Request
Reproduce every line of the material below, but drop the pictures.

Records supplied
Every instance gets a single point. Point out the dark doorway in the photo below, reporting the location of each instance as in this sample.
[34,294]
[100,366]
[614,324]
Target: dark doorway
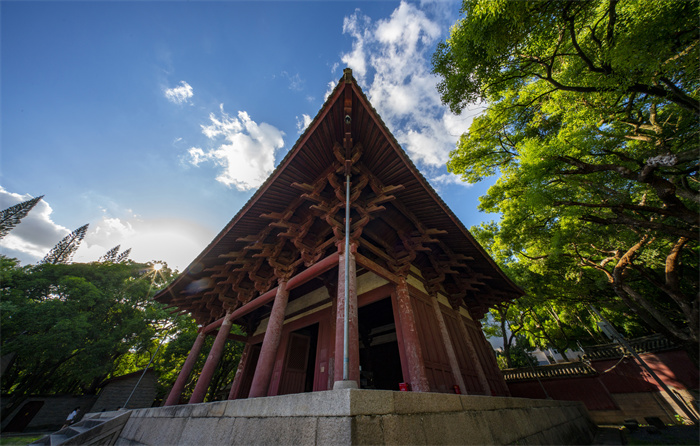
[249,371]
[380,363]
[24,416]
[299,361]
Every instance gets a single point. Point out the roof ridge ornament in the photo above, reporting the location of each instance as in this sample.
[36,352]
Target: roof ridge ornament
[347,75]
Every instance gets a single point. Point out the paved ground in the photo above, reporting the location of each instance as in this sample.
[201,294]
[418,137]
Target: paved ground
[648,435]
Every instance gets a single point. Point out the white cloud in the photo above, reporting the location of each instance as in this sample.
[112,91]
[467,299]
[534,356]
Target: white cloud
[391,60]
[447,179]
[303,123]
[36,233]
[245,150]
[176,241]
[172,240]
[180,94]
[295,81]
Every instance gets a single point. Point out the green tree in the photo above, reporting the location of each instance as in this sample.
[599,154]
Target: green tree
[111,255]
[64,250]
[69,324]
[10,217]
[592,129]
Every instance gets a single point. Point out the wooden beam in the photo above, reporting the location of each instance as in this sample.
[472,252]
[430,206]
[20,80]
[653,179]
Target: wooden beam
[377,269]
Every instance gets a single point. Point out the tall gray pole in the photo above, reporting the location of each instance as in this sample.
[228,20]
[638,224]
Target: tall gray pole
[346,309]
[618,337]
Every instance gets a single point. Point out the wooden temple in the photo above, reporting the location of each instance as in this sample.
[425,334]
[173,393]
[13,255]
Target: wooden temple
[417,281]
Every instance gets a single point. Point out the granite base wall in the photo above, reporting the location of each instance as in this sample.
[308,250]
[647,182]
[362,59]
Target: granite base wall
[352,416]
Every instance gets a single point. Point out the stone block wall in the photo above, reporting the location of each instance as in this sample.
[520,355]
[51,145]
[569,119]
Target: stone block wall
[53,413]
[352,416]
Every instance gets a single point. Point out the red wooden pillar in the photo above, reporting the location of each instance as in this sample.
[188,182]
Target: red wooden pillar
[474,356]
[353,334]
[212,361]
[414,355]
[240,371]
[176,391]
[449,348]
[271,341]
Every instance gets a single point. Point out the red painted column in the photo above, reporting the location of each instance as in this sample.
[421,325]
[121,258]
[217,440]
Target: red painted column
[212,361]
[239,371]
[449,348]
[414,355]
[353,335]
[176,391]
[474,357]
[271,341]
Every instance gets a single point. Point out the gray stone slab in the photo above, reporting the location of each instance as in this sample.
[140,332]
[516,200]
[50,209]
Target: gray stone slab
[144,429]
[327,403]
[414,402]
[129,428]
[403,429]
[367,429]
[274,431]
[334,431]
[481,402]
[213,409]
[207,431]
[372,402]
[510,425]
[476,430]
[163,431]
[448,428]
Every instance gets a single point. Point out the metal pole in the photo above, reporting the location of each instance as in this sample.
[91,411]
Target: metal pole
[346,309]
[618,337]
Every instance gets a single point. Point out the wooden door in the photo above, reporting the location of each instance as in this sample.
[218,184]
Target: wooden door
[296,364]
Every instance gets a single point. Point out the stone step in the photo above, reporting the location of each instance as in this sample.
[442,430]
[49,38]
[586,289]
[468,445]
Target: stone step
[56,439]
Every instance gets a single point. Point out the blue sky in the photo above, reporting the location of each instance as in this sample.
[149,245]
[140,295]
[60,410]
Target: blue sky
[155,122]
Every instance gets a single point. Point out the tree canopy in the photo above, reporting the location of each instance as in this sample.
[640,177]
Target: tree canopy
[69,327]
[592,131]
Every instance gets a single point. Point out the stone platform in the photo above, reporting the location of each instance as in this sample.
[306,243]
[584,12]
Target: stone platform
[350,416]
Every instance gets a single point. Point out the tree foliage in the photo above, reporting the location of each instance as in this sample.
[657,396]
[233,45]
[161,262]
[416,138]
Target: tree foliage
[592,129]
[64,250]
[111,255]
[10,217]
[71,326]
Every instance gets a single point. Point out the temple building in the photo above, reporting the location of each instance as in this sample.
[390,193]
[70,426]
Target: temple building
[291,268]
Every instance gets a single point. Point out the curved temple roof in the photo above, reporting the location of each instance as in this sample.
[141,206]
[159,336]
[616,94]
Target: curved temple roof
[296,217]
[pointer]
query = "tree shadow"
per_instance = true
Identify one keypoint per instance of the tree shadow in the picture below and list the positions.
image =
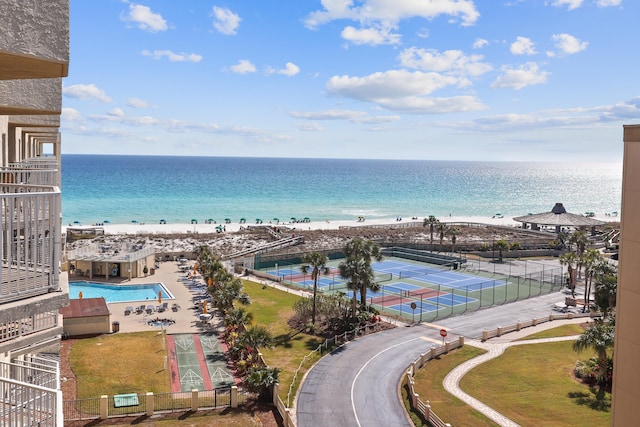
(596, 399)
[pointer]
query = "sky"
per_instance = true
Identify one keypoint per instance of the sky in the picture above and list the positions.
(507, 80)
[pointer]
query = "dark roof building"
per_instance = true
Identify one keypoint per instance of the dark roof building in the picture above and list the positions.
(558, 218)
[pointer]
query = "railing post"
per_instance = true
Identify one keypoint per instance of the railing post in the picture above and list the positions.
(276, 389)
(234, 396)
(149, 402)
(194, 400)
(104, 407)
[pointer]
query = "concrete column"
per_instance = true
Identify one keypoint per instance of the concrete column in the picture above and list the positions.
(104, 407)
(234, 396)
(149, 403)
(194, 400)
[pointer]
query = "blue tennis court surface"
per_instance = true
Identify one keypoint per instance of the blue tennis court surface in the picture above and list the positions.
(451, 300)
(405, 307)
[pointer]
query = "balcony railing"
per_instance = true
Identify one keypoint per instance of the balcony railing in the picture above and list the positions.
(30, 394)
(35, 176)
(29, 240)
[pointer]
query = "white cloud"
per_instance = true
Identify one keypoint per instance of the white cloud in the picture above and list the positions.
(571, 4)
(116, 112)
(403, 90)
(346, 115)
(226, 21)
(392, 11)
(523, 46)
(480, 43)
(145, 19)
(138, 103)
(451, 61)
(370, 36)
(71, 115)
(90, 92)
(172, 56)
(518, 78)
(568, 44)
(243, 66)
(290, 69)
(309, 127)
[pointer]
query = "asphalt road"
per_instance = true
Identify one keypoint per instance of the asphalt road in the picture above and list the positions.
(357, 384)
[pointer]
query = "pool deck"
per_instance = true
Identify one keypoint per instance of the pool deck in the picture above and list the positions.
(186, 318)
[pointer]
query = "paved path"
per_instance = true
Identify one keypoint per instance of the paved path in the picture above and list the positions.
(357, 383)
(495, 348)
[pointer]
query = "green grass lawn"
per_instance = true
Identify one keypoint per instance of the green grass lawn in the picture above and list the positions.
(120, 363)
(272, 309)
(530, 384)
(428, 384)
(533, 384)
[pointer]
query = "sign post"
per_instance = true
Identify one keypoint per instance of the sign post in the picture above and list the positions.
(443, 334)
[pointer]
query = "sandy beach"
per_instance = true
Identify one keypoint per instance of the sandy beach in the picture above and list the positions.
(201, 228)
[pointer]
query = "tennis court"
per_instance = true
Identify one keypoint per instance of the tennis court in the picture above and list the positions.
(438, 285)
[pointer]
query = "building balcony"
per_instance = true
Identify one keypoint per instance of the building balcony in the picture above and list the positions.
(30, 240)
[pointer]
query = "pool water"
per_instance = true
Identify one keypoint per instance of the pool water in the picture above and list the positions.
(119, 293)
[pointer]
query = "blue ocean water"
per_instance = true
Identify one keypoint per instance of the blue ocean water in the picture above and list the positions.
(121, 188)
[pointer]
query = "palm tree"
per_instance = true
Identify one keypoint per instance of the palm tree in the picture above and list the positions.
(516, 246)
(369, 251)
(238, 316)
(600, 337)
(580, 240)
(431, 221)
(501, 245)
(442, 229)
(454, 232)
(351, 269)
(317, 262)
(570, 259)
(356, 268)
(606, 287)
(590, 258)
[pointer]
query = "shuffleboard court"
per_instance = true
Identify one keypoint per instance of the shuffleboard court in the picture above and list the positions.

Answer
Every instance gets a single point. Point out the dark doorway in the photo below, reporting the location of each instance as in this sample.
[34,294]
[100,366]
[614,324]
Target: dark doorway
[249,371]
[380,363]
[24,416]
[299,361]
Every instance gets a single point. Point out the roof ridge ornament in the photo above, reporting the location of each instance as in this sample.
[36,352]
Target: roof ridge ornament
[347,75]
Every instance gets a single point. Point out the paved ground in the photo above, reporting the location of each instance as in this sample.
[201,294]
[418,137]
Target: paved ground
[648,435]
Every instance gets a single point. Point out the white cloud in the photo above, reporting the location of each instance as in this sample.
[112,91]
[467,299]
[534,356]
Target: white cloud
[391,60]
[447,179]
[303,123]
[36,233]
[245,150]
[176,241]
[172,240]
[180,94]
[295,81]
Every instance gets a single point. Point out the green tree in the photo above, reporting the location of each instance as in this sample.
[599,154]
Target: green tree
[111,255]
[64,250]
[69,324]
[10,217]
[592,129]
Every instance gets a single point. Point out the wooden beam in the photo above, reporting the location of each instance as in this sample.
[472,252]
[430,206]
[20,80]
[653,179]
Target: wooden beam
[377,269]
Every instance gets a single point. Point out the tall gray pole in the photo above, reporting the location of each instance as in this sample.
[228,20]
[638,224]
Target: tall gray pole
[346,309]
[618,337]
Every instance gets a single point. Point out the wooden temple in the photo above, reporting the location of each instance as in this sample.
[425,334]
[173,393]
[13,255]
Target: wooden temple
[417,281]
Every instance gets a single point. Point out the granite base wall in the photo above, reporting the location of each instance as in this sample.
[308,250]
[647,182]
[362,59]
Target: granite base wall
[352,416]
Every instance gets a single point. Point out the stone block wall in the photo above, reporting the location of each instance as in this sample.
[520,355]
[51,145]
[569,119]
Target: stone block wall
[53,413]
[352,416]
Every instance gets a single point. Point out the red wooden pillar in the photo above, reporting the location of each instance as in this sample.
[188,182]
Target: red wooden pillar
[474,356]
[353,334]
[212,361]
[414,355]
[240,371]
[176,391]
[449,348]
[271,341]
Every instance gets a single point. Point out the red painted column in the photo above, reporting the location of each instance as in this sample.
[421,325]
[121,258]
[217,440]
Target: red painted column
[212,361]
[239,371]
[449,348]
[414,355]
[353,335]
[176,391]
[474,357]
[271,341]
Every instance gets a single point. Point out the gray stone slab in the photo above, reporting the location of each instance as in this sample.
[140,332]
[516,200]
[50,209]
Target: gray stone slab
[144,429]
[327,403]
[414,402]
[129,428]
[403,429]
[367,429]
[274,431]
[334,431]
[481,402]
[213,409]
[207,431]
[372,402]
[510,425]
[476,430]
[163,431]
[448,428]
Every instance gets a single point. Point out the metal pole in the photo above, reporting the location of each instance as in this sample.
[91,411]
Target: metal pole
[346,309]
[618,337]
Every instance gets a single point. Point out the wooden door in the photo above, reporting the location of each instance as in this sample.
[218,184]
Target: wooden door
[296,364]
Every instance gets a single point. Point out the stone step in the photo above, reporting the location of each instance as in this sample.
[442,430]
[49,38]
[586,289]
[468,445]
Target: stone step
[56,439]
Every instance gets a single point. Point out the blue sky in the photo above, reporting the location of each instance as in this sample.
[149,245]
[140,295]
[60,410]
Target: blue sky
[155,122]
Every instance gets a single point. Point out the tree canopy in the photo above, reporting the location of each instance as in this sample.
[640,177]
Target: tree canopy
[69,327]
[592,131]
Every instance gets a single point. Point out the stone platform in the photo above, reporting the location of each instance as in this sample.
[306,243]
[584,12]
Target: stone platform
[350,416]
Every instance gets a single point. Point out the tree foliage in the photo above, reporting the location of each instance as in this sample.
[657,396]
[233,45]
[161,262]
[416,138]
Target: tree foliage
[592,129]
[64,250]
[111,255]
[10,217]
[71,326]
Every instance gets a single point. Point out the temple building in the photo above, reporting the location of each instance as in this sample.
[390,193]
[70,426]
Target: temple building
[291,268]
Every instance gets a single point. Point out the curved temple roof in the photo above, reporting the location of each instance as in this sample.
[141,206]
[159,336]
[616,94]
Target: curved temple roof
[296,217]
[pointer]
query = "tree shadow"
per_instance = true
Identify one keypoint per instance of the tree shadow in the picture below and list the positions.
image =
(596, 399)
[pointer]
query = "sky"
per_instance = true
Identify one keypoint per instance of the sky in the picture above and list the positions.
(507, 80)
[pointer]
query = "dark roof building"
per_instance = true
Identify one keypoint per instance of the dark roof building in the picture above and list the positions.
(558, 218)
[pointer]
query = "railing post"
per_instance = true
Identify one keypoint per instance of the railing post in the picture above and list the positions.
(276, 389)
(234, 396)
(149, 402)
(194, 400)
(104, 407)
[pointer]
query = "concrete column"
per_instance = true
Identify one keypoint per instance of the concrete column in the picture above and list the positions.
(104, 407)
(234, 396)
(149, 403)
(194, 400)
[pointer]
query = "blue tennis court surface"
per_instance = true
Identify one keypoint per instance of the blue tennis court surface in the picture above and list the positions.
(451, 300)
(405, 307)
[pointer]
query = "balcony railing"
per_instance = true
Identify one keypoint per instance of the balcony railing in the picture above and list the positions.
(30, 394)
(35, 176)
(29, 240)
[pointer]
query = "white cloud"
per_instance = true
Identify one keypoint per instance of the white cloud in the picture above and list the positions.
(571, 4)
(116, 112)
(403, 90)
(346, 115)
(226, 21)
(392, 11)
(523, 46)
(480, 43)
(145, 19)
(138, 103)
(451, 61)
(370, 36)
(71, 115)
(90, 92)
(172, 56)
(518, 78)
(568, 44)
(243, 66)
(290, 69)
(309, 127)
[pointer]
query = "asphalt road"
per_instance = true
Identify one keypoint per instance of the asphalt road in the picture above and list the positions.
(357, 384)
[pointer]
query = "pool deck"
per_instance = true
Identify one keypoint per instance of the pool deck in the picture above and list the positions.
(186, 318)
[pointer]
query = "paved path"
per_instance = true
Identify one keypoint per instance of the paved path in the picture above and list the positions.
(357, 383)
(495, 348)
[pointer]
query = "green grass lawn"
per_instance = true
Identify one keypoint per instance of the green grass lawn in the picture above and list the positions.
(120, 363)
(272, 309)
(530, 384)
(428, 384)
(533, 384)
[pointer]
query = "sign post"
per_instance = true
Identify one keypoint per instance of the sign post in the picture above and list the positions.
(443, 334)
[pointer]
query = "sandy beach"
per_instance = true
Identify one keypoint per instance of the sandy beach in the picture above and list the positions.
(201, 228)
[pointer]
query = "tennis court"
per_instance = true
Identify one keypoint per instance of the tennis court in the picture above and list the positions.
(438, 285)
[pointer]
query = "building balcony"
per_instance = true
Identify one keypoint per instance of the building balcony in the picture above and list the positions.
(30, 240)
[pointer]
query = "pool water"
per_instance = true
Identify one keypoint per instance of the pool water in the picture above and list the positions.
(119, 293)
[pointer]
query = "blue ocean water"
per_instance = true
Identify one keypoint per instance of the blue ocean water in the picture above and list the positions.
(121, 188)
[pointer]
query = "palm tree"
per_instance = true
Identify one keypoint per instance of the palm tree in the picture above and list the positions.
(516, 246)
(369, 251)
(238, 316)
(600, 337)
(580, 240)
(431, 221)
(501, 245)
(442, 229)
(454, 232)
(351, 269)
(317, 262)
(570, 259)
(356, 268)
(606, 287)
(590, 258)
[pointer]
query = "shuffleboard court"
per_instance = true
Identify one keypoint per instance of the shuffleboard court in the picture above and list the positions.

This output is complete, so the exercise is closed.